-- PAGE EXTRACT --
※

UF Tomato Research Trials: Jointless Ground Tomatoes

Abbey Taylor Research, Tomatoes, Top Posts

green-tomatoesThe University of Florida (UF) has been involved in ongoing tomato research over the years with the objective of aiding growers in production and cost efficiencies. The initial goal of university researchers was to breed a tomato plant that can be grown on the ground without staking or tying, which can be achieved with traditional tomato varieties. This has evolved over the years to meet grower needs.

“Our ultimate goal of this project is to try to develop tomato varieties that are suitable to mechanical harvesting,” says Sam Hutton, assistant professor of tomato breeding and genetics at UF.

The ability to breed a tomato plant with more compact vines would allow the plant to stay on top of the plasticulture without being staked or tied. This is unlike the traditional cropping system where tomatoes are planted into plastic-lined raised beds and then staked and tied through the growth season. These crops are labor intensive with hand pruning and manual harvest at maturity of the fruit.

Traditional tomato varieties provide an issue with mechanical harvesting, because of their jointed stems. The mechanical removal of the fruit would involve partial stems attached that cause damage during harvesting and storage of neighboring fruit in the bins. Jointless stems are the key factor needed to engage in mechanical harvesting. Compact growth of the plants will aid in mechanical harvesting and decrease labor costs without involving the stakes and ties.

Jointless tomatoes with compact growth habits of commercial acceptability have not been completely developed for the Florida market, but progress continues to be made. This alternative tomato production system has been successfully adopted in California and has potential to positively impact Florida growers. The University of Florida tomato research team has been investing in this project for a long time. With grower support, the team hopes to alleviate some of the issues with climate changes, labor availability and overall production costs. This new variety would decrease growers’ monetary investment in terms of labor and streamline the process from planting to harvest.

※

-- SUPPLIED RECORDS --
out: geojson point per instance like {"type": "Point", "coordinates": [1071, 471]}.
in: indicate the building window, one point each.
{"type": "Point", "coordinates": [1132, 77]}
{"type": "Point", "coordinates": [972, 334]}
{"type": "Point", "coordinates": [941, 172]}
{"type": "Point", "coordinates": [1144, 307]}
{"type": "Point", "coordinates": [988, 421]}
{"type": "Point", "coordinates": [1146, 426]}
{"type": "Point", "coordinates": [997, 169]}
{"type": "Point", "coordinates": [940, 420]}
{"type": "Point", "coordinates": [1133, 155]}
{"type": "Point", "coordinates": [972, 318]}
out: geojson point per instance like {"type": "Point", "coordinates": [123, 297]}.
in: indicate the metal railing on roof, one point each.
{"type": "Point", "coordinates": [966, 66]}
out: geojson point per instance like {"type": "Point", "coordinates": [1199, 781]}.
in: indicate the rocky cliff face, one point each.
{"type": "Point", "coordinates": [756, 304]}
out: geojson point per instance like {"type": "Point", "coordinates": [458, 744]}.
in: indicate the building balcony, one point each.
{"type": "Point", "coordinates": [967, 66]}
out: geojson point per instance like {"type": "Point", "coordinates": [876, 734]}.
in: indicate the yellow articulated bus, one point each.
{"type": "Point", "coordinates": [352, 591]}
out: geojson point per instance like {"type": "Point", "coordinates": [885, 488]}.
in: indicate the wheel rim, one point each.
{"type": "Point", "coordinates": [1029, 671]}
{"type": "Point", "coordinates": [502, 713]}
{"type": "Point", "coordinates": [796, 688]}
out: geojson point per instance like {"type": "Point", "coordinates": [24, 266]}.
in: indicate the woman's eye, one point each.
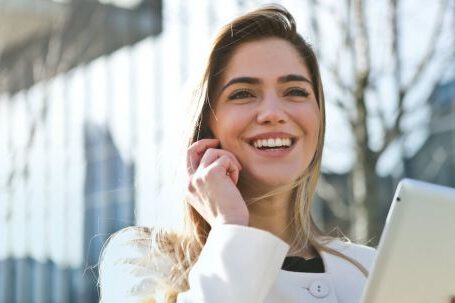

※

-- WORK TO COMPLETE --
In the article on UF tomato research, where has the alternative tomato production system already been successfully adopted?

-- TASK RESPONSE --
California